[Start SOURCE MATERIAL]

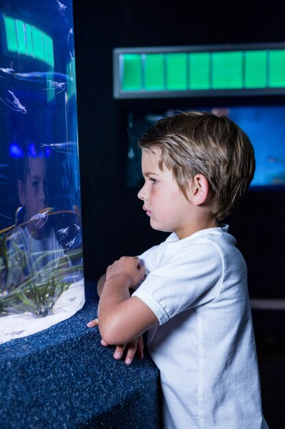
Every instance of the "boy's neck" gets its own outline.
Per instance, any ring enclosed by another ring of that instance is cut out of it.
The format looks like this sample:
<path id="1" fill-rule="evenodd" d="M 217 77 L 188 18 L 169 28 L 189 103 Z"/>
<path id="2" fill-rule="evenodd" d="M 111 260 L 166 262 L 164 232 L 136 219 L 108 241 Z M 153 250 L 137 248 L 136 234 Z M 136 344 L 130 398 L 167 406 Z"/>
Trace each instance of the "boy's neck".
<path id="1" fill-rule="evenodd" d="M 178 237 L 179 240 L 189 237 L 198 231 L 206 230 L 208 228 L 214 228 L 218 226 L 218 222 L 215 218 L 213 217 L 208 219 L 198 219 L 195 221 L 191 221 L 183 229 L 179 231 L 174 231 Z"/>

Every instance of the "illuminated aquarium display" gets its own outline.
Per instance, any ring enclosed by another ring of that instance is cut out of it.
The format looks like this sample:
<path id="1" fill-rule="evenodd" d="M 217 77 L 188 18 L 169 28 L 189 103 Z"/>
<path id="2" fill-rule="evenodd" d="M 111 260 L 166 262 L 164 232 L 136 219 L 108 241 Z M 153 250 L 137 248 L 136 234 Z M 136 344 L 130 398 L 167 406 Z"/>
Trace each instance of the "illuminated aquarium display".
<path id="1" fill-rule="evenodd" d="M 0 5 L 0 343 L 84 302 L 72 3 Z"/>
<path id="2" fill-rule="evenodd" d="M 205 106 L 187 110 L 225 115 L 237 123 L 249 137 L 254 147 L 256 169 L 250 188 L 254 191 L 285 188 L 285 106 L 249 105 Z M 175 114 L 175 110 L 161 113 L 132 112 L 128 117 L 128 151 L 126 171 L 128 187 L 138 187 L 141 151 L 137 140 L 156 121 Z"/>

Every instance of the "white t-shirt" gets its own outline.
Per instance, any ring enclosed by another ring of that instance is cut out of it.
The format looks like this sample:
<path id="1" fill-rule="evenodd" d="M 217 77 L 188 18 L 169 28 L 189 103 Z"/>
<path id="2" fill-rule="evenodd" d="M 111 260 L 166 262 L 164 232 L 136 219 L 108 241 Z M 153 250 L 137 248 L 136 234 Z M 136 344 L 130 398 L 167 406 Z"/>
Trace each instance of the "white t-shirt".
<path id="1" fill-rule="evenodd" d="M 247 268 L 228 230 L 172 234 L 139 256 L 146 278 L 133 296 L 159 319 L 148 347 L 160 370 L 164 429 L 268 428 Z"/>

[End SOURCE MATERIAL]
[Start SOURCE MATERIAL]

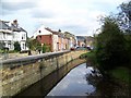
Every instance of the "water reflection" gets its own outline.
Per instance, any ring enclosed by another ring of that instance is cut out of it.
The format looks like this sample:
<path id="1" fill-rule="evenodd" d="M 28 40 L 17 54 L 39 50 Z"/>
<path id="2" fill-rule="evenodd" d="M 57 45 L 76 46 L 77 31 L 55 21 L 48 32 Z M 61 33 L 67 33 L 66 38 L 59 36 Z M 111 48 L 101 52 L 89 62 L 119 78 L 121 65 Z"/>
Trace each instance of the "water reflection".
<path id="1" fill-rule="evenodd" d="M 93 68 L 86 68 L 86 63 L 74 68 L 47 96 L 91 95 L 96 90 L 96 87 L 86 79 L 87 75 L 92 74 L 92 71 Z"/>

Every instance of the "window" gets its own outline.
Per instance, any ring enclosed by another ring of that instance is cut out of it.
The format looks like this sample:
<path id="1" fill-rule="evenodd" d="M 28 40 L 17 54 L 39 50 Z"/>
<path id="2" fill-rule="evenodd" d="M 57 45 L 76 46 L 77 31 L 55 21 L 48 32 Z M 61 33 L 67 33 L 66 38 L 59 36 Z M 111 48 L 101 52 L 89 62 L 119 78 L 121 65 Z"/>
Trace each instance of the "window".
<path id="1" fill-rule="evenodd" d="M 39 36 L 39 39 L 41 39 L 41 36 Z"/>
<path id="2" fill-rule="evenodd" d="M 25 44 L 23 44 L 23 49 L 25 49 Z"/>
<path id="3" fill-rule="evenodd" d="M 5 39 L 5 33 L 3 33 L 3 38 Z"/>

[End SOURCE MATERIAL]

→ **SHORT EXERCISE**
Pick out each line in the records that contains the string "shirt", and copy those lines.

→ **ANSWER**
Every instance of the "white t-shirt" gets its own outline.
Trace each instance of the "white t-shirt".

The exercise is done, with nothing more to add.